Copy word for word the lines of the items below, from the line containing "point: white backdrop" up to and including the final line of the items.

Exercise material:
• • • • • • •

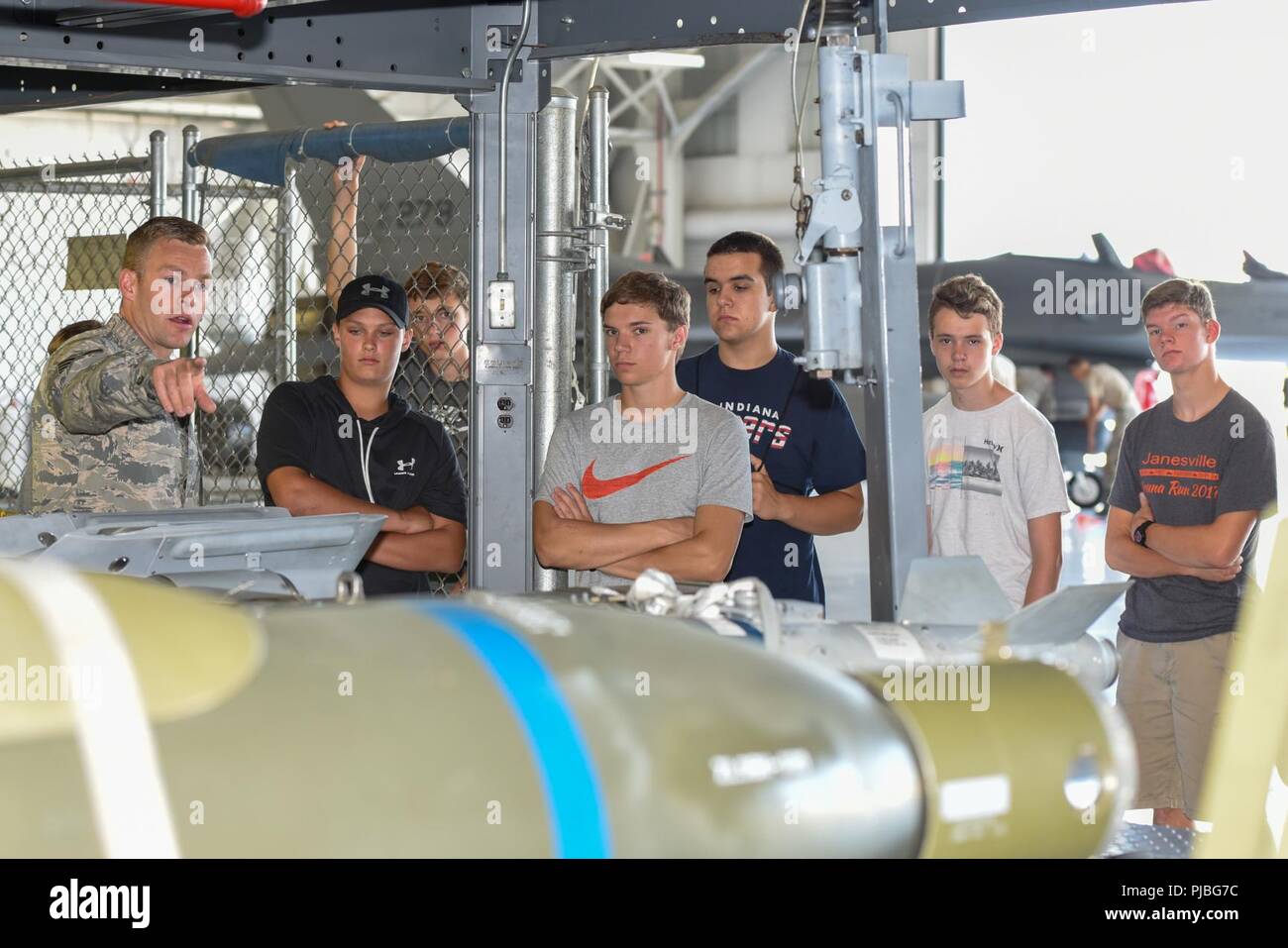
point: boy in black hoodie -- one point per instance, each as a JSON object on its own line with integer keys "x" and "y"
{"x": 349, "y": 445}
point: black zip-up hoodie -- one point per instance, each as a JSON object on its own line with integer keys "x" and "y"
{"x": 399, "y": 460}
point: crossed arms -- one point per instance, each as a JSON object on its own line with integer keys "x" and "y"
{"x": 692, "y": 549}
{"x": 1211, "y": 552}
{"x": 413, "y": 539}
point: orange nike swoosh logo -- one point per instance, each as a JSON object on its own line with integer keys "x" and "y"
{"x": 593, "y": 488}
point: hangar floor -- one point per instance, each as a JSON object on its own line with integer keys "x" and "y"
{"x": 844, "y": 561}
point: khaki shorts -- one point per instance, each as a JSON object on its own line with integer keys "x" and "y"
{"x": 1170, "y": 693}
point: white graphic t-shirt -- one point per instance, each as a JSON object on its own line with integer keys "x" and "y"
{"x": 988, "y": 473}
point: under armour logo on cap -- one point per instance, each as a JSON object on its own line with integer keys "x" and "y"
{"x": 375, "y": 291}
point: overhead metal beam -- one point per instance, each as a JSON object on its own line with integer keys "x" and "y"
{"x": 24, "y": 89}
{"x": 412, "y": 46}
{"x": 591, "y": 27}
{"x": 390, "y": 44}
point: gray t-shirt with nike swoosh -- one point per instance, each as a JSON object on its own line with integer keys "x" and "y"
{"x": 653, "y": 468}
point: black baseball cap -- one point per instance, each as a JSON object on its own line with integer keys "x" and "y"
{"x": 374, "y": 290}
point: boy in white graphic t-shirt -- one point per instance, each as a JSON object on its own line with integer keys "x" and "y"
{"x": 995, "y": 487}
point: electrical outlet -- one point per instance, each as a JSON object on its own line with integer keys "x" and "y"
{"x": 500, "y": 304}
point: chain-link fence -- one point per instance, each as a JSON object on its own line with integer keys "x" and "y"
{"x": 282, "y": 254}
{"x": 62, "y": 233}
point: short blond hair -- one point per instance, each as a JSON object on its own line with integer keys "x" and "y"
{"x": 156, "y": 230}
{"x": 966, "y": 295}
{"x": 1190, "y": 294}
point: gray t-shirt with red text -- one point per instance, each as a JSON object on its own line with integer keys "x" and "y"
{"x": 634, "y": 468}
{"x": 1193, "y": 472}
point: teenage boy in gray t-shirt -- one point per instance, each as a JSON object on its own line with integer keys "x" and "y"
{"x": 652, "y": 478}
{"x": 995, "y": 487}
{"x": 1197, "y": 474}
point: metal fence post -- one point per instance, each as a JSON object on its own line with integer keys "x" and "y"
{"x": 191, "y": 136}
{"x": 554, "y": 296}
{"x": 595, "y": 218}
{"x": 156, "y": 172}
{"x": 287, "y": 223}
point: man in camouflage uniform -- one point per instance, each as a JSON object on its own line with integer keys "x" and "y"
{"x": 110, "y": 427}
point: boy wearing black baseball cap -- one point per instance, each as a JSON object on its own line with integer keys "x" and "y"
{"x": 349, "y": 445}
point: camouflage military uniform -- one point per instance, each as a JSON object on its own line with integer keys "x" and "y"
{"x": 99, "y": 438}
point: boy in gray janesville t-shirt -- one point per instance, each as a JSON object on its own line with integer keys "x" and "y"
{"x": 632, "y": 469}
{"x": 1193, "y": 472}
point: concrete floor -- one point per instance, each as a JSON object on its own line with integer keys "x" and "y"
{"x": 844, "y": 561}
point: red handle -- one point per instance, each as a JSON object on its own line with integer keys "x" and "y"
{"x": 243, "y": 8}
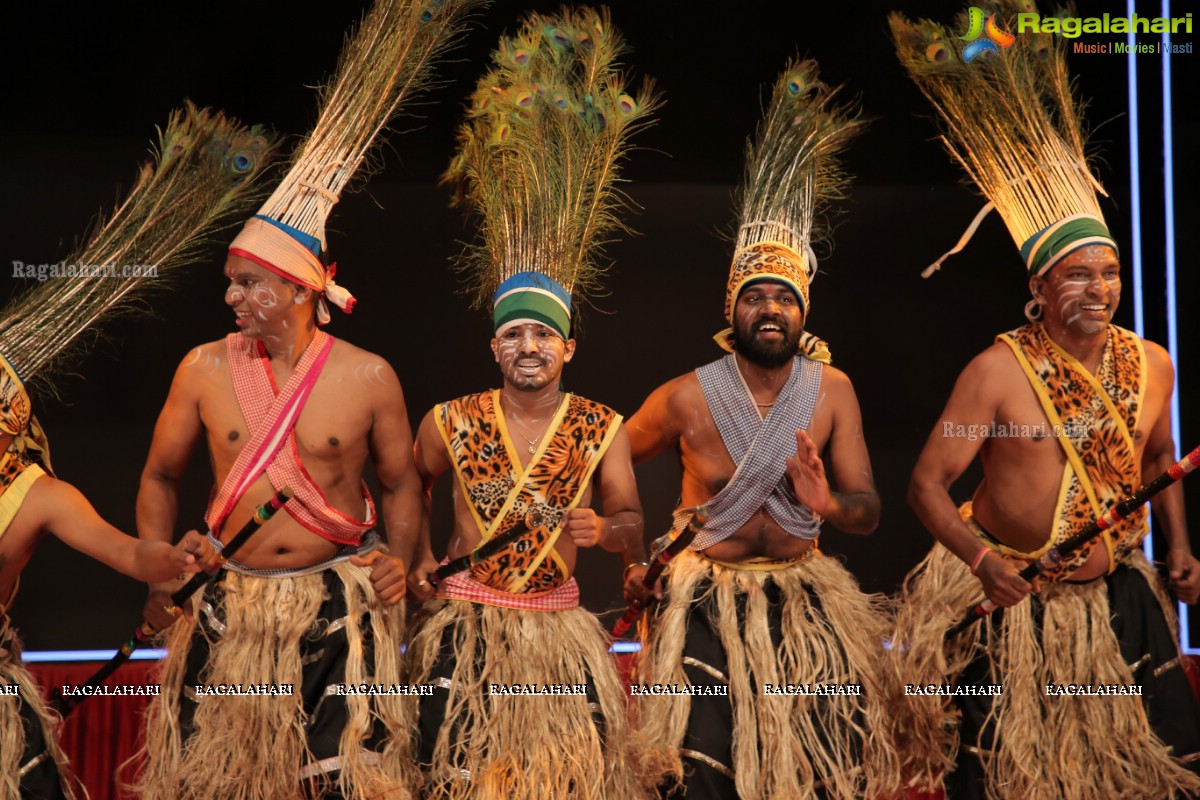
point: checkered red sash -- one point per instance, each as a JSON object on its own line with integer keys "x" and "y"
{"x": 271, "y": 416}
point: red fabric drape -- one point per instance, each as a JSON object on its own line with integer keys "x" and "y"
{"x": 102, "y": 733}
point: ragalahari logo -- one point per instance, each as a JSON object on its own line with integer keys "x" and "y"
{"x": 983, "y": 36}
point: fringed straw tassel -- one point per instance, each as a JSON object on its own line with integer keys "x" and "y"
{"x": 493, "y": 747}
{"x": 784, "y": 746}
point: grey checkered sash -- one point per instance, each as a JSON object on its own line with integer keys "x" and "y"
{"x": 760, "y": 447}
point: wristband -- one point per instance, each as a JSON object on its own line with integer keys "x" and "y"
{"x": 978, "y": 558}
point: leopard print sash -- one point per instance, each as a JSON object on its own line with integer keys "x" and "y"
{"x": 502, "y": 497}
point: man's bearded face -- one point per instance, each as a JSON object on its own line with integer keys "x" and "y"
{"x": 532, "y": 355}
{"x": 767, "y": 324}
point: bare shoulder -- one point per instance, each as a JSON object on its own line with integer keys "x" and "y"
{"x": 199, "y": 370}
{"x": 49, "y": 497}
{"x": 203, "y": 359}
{"x": 369, "y": 367}
{"x": 837, "y": 383}
{"x": 1158, "y": 360}
{"x": 681, "y": 394}
{"x": 996, "y": 364}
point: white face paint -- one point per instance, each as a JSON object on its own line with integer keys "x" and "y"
{"x": 259, "y": 298}
{"x": 532, "y": 355}
{"x": 1083, "y": 292}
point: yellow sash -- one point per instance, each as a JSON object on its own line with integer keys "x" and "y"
{"x": 1092, "y": 417}
{"x": 501, "y": 497}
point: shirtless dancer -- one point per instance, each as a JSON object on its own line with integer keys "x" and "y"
{"x": 753, "y": 606}
{"x": 1068, "y": 414}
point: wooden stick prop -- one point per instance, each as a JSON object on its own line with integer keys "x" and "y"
{"x": 1104, "y": 522}
{"x": 481, "y": 553}
{"x": 145, "y": 631}
{"x": 678, "y": 545}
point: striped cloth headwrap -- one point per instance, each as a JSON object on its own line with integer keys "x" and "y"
{"x": 295, "y": 256}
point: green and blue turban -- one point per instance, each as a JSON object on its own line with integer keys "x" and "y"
{"x": 1054, "y": 242}
{"x": 532, "y": 298}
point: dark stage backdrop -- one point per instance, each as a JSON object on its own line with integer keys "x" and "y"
{"x": 87, "y": 85}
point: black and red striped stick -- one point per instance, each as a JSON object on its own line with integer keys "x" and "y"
{"x": 145, "y": 631}
{"x": 677, "y": 546}
{"x": 481, "y": 553}
{"x": 1055, "y": 555}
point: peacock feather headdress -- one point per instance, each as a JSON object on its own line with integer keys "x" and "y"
{"x": 1012, "y": 120}
{"x": 792, "y": 174}
{"x": 384, "y": 65}
{"x": 205, "y": 170}
{"x": 539, "y": 158}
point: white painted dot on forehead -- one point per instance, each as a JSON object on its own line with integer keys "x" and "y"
{"x": 264, "y": 296}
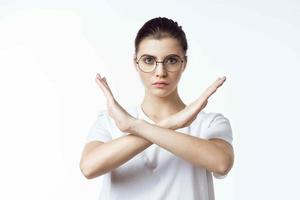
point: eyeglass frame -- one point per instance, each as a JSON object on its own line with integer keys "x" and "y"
{"x": 156, "y": 61}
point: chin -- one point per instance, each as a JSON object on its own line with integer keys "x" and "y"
{"x": 161, "y": 93}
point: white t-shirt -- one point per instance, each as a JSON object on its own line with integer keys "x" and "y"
{"x": 155, "y": 173}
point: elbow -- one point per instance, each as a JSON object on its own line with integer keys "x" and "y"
{"x": 85, "y": 170}
{"x": 88, "y": 171}
{"x": 224, "y": 167}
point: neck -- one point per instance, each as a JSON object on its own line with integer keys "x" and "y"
{"x": 157, "y": 108}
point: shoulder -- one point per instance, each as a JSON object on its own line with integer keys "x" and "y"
{"x": 213, "y": 125}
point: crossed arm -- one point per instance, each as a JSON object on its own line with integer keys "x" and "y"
{"x": 215, "y": 155}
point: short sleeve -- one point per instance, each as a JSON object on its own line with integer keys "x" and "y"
{"x": 99, "y": 130}
{"x": 218, "y": 126}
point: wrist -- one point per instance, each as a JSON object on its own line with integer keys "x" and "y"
{"x": 134, "y": 125}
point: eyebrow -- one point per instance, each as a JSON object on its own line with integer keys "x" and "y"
{"x": 156, "y": 57}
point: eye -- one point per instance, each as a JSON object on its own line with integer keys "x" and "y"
{"x": 148, "y": 60}
{"x": 172, "y": 60}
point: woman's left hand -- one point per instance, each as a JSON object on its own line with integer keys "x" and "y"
{"x": 122, "y": 118}
{"x": 186, "y": 116}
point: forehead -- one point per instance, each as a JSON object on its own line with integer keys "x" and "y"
{"x": 160, "y": 47}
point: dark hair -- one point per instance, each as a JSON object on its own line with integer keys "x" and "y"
{"x": 161, "y": 27}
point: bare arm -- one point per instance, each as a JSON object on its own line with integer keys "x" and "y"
{"x": 215, "y": 155}
{"x": 99, "y": 158}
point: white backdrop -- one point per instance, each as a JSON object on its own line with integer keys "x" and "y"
{"x": 50, "y": 52}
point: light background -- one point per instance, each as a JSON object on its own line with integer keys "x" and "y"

• • • • • • •

Written response:
point: white backdrop -- one point per instance, each as a JSON object on its own line with integer keys "x" and "y"
{"x": 50, "y": 52}
point: light background -- one point per instance, each as a JSON object on its own line with integer keys "x" and "y"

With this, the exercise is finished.